* _REQUIRED WORK_
Reproduce the material below with every occurrence of "fuel door" swapped for "fuel cap" and nothing else altered. Leave the pictures out of your answer.

* _EXTRACTED ENTRIES_
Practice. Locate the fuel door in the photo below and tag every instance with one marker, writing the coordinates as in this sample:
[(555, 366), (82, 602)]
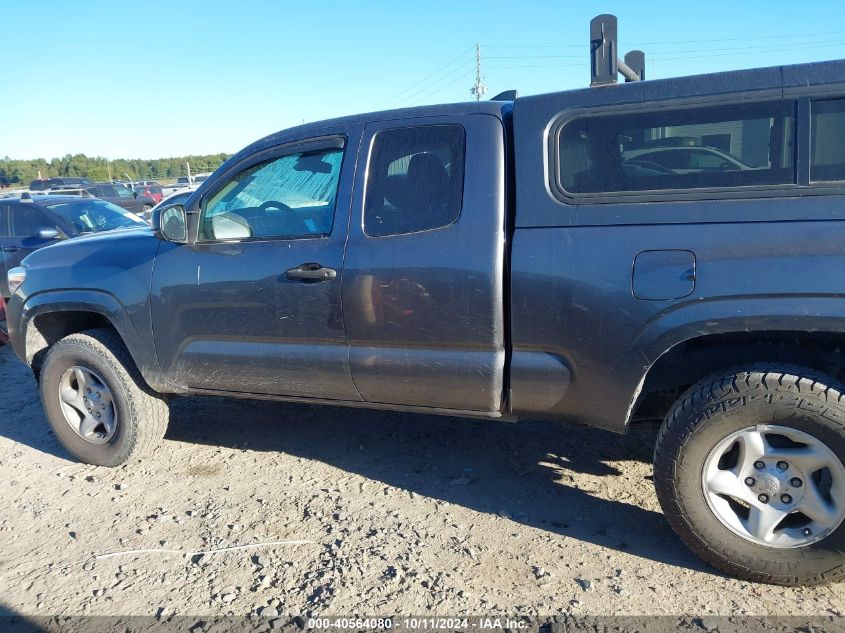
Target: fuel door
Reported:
[(663, 275)]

* _FULL OUTPUT_
Practice. Locate the fuel cap in the photo below and tag every instance with one marker, writing the coordinates as in this sample:
[(555, 366), (82, 602)]
Target: fuel cap
Reported:
[(663, 275)]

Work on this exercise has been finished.